Consignes>
1. Recopiez fidèlement le passage du texte sur l'éducation des filles, depuis « Son éducation porte » jusqu'à « de nombreuses critiques. » inclus.
2. D'après le texte sur l'éducation des filles, à quel âge Christine de Pisan a-t-elle été mariée ?
3. Rédigez la suite du texte sur l'éducation des filles en France en reprenant après sa dernière phrase.

Texte source>
.....

EN QUÊTE D'ÉCOLE : épisode 2 (rediffusion du 05/02/2020)

L'éducation mixte des filles et des garçons a moins de 50 ans en France! Pendant longtemps l'éducation des filles a été limitée en raison de stéréotypes sur l'intelligence des femmes et leur "fonction" domestique.Retour sur trois moments historiques pour comprendre l'évolution de l'éducation des filles en France.

Où sont les femmes ? Retour sur l'éducation des filles en France

L’éducation mixte des filles et des garçons en France, ça paraît évident, et pourtant ça a moins de cinquante ans. Il a fallu du temps, des luttes et des livres pour se débarrasser des stéréotypes sur la prétendue infériorité intellectuelle des femmes.

cHRISTINE DE PISAN : pour l'égalité d'éducation entre filles et garçons dès le moyen-âge

Christine de Pisan est probablement la première femme à affirmer publiquement en France sa conviction de l’égalité intellectuelle des deux sexes. Née vers 1365 à Venise, elle grandit en France, à la cour du roi, où son père est médecin et astrologue. Elle montre très jeune un goût certain pour les études et son père la pousse à étudier, mais la mère de la jeune fille n’est pas de cet avis. Christine doit donc se contenter de l’éducation réservée aux filles nobles de son temps. Elle apprend la couture, la poésie, et elle apprend surtout à devenir une bonne épouse.

Son éducation porte ses fruits, elle est mariée à quinze ans mais se retrouve veuve dix ans plus tard, ce qui n’était pas rare pour l’époque. À seulement 25 ans, elle doit donc s’occuper seule de trois enfants mais aussi de sa mère et d’une nièce. Pas la meilleure situation pour se lancer dans la vie. Deux possibilités s’offrent à elle : soit elle se remarie, soit elle entre au couvent.  Elle décide...de ne faire ni l’un ni l’autre et choisit de vivre de sa plume. Elle devient selon les mots de l’époque un « homme de lettres », un choix révolutionnaire qui lui a valu de nombreuses critiques.

.....

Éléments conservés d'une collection
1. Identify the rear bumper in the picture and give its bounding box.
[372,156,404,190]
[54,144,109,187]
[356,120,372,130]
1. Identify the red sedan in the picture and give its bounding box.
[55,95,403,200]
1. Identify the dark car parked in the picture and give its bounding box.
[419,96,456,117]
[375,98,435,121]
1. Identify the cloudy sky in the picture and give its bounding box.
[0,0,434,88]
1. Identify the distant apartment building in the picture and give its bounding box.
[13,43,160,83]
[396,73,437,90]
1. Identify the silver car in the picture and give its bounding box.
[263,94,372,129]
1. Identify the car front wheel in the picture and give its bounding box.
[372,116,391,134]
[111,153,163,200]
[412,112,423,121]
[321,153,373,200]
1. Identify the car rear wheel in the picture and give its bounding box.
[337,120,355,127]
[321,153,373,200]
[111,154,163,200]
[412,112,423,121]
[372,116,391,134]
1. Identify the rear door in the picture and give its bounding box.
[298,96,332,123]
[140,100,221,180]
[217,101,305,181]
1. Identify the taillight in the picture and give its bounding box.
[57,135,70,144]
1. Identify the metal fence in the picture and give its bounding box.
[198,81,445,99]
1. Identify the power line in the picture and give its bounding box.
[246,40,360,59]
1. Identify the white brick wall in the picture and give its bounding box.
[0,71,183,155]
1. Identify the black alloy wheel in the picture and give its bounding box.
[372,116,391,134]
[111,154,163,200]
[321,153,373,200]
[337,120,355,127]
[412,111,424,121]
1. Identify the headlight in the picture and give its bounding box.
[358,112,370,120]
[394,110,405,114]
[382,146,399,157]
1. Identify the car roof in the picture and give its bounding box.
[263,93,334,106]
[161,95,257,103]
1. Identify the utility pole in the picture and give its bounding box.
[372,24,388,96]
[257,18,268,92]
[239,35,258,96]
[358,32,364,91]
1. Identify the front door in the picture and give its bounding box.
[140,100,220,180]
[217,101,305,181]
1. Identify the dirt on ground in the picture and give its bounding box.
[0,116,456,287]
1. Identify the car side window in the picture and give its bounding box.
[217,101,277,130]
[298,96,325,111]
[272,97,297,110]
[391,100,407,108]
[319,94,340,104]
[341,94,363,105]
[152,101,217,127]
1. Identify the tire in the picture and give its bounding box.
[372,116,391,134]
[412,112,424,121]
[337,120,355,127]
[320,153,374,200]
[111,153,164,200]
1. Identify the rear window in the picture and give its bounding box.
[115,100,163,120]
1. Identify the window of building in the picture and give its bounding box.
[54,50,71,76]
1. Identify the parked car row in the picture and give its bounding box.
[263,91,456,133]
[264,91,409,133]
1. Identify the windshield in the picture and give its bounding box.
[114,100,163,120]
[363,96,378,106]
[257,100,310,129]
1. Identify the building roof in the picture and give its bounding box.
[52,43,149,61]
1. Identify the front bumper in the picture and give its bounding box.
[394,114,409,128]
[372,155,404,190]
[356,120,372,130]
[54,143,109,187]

.....

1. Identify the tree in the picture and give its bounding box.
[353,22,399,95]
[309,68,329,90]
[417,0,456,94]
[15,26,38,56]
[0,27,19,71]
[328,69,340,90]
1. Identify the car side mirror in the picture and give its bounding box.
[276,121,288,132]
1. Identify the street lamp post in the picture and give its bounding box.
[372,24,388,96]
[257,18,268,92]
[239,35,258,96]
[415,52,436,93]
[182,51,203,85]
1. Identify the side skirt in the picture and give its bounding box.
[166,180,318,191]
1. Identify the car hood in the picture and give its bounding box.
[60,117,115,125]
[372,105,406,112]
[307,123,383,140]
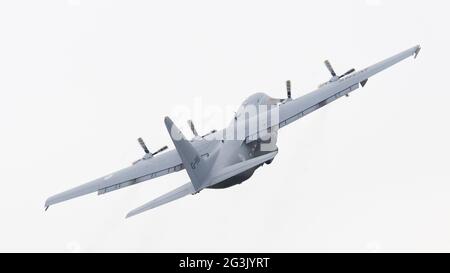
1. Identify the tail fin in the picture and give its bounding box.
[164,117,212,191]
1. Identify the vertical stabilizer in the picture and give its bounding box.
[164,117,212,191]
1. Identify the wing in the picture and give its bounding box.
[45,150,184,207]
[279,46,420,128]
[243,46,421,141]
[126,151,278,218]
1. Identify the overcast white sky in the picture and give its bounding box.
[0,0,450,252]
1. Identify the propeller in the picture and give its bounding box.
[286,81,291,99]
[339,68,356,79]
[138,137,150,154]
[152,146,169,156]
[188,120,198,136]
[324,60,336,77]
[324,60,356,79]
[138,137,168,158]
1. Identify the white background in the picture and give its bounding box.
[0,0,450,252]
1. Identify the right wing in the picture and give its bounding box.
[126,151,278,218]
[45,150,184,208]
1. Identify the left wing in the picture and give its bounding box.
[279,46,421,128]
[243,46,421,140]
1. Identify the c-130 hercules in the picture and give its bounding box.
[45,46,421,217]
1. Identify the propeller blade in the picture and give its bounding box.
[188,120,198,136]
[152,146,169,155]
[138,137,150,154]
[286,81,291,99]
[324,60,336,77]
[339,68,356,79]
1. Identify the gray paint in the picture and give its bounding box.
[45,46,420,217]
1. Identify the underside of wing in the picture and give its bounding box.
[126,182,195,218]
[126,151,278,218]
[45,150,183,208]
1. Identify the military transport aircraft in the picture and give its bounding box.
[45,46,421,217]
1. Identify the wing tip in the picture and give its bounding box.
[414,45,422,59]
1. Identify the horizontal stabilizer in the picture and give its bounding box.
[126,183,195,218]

.....

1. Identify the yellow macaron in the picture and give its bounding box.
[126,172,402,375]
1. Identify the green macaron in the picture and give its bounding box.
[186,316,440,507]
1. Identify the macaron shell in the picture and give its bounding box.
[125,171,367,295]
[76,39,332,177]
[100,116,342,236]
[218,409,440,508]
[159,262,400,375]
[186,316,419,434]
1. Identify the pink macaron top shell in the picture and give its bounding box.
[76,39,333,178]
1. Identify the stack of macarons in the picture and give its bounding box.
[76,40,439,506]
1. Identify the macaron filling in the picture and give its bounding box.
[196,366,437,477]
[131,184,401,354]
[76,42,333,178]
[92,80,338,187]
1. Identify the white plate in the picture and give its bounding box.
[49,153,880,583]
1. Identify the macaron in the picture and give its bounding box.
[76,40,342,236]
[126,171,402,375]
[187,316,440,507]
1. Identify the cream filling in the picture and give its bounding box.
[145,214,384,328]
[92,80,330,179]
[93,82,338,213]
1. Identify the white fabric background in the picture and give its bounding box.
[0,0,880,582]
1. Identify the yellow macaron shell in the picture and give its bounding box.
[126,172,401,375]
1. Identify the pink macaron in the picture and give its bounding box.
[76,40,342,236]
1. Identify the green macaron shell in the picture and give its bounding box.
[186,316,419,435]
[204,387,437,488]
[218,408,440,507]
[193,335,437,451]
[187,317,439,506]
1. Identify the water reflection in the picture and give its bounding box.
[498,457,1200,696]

.....

Corrigé de l'exercice>
1.
Son éducation porte ses fruits, elle est mariée à quinze ans mais se retrouve veuve dix ans plus tard, ce qui n’était pas rare pour l’époque. À seulement 25 ans, elle doit donc s’occuper seule de trois enfants mais aussi de sa mère et d’une nièce. Pas la meilleure situation pour se lancer dans la vie. Deux possibilités s’offrent à elle : soit elle se remarie, soit elle entre au couvent.  Elle décide...de ne faire ni l’un ni l’autre et choisit de vivre de sa plume. Elle devient selon les mots de l’époque un « homme de lettres », un choix révolutionnaire qui lui a valu de nombreuses critiques.

2. À quinze ans.

3.
Bien décidée à lutter pour le droit à l’éducation qu’elle n’a jamais eu, Christine de Pisan écrit un livre dédié aux grandes figures féminines de l’histoire, elle l’intitule: La Cité des Dames. Dans ce livre elle affirme que si les femmes sont moins savantes que les hommes c’est parce qu’elles ne vont pas à l’école, parce qu’elles ne reçoivent pas la même éducation que les garçons. Alors oui ça paraît évident, mais tout le monde n’était pas d’accord avec elle à l’époque. Et elle ajoute que les femmes souffrent d’un manque d’expérience du monde réel, car elles sont contraintes de s’occuper des affaires domestiques et de rester enfermées chez elles. Et puis, elle accuse les hommes de laisser délibérément les femmes dans l’ignorance, par peur des femmes intelligentes.

« Ton pere estoit grammairien et philozophe n'estoit pas d'oppinion que femmes vaulsissent pis par sciences, ains de ce que encline te veoit aux lettres, si que tu sces, y prenoit grant plaisir. Mais l'oppinion de ta mere, qui te vouloit occuper de filasses, selon l'usage commun des femmes, fut cause de l'empeschement que ne fus, en ton enfance, plus avant boutée es sciences et plus parfont. »
« Si la coustume estoit de mettre les petites filles a l'escole, et que communément on les fist apprendre les sciences comme on fait aux filz, qu'elles apprendroient aussi parfaitement et entenderoient les subtilités de toutes les arz et sciences comme ils font. »
Christine de Pisan, La Cité des Dames, 1405.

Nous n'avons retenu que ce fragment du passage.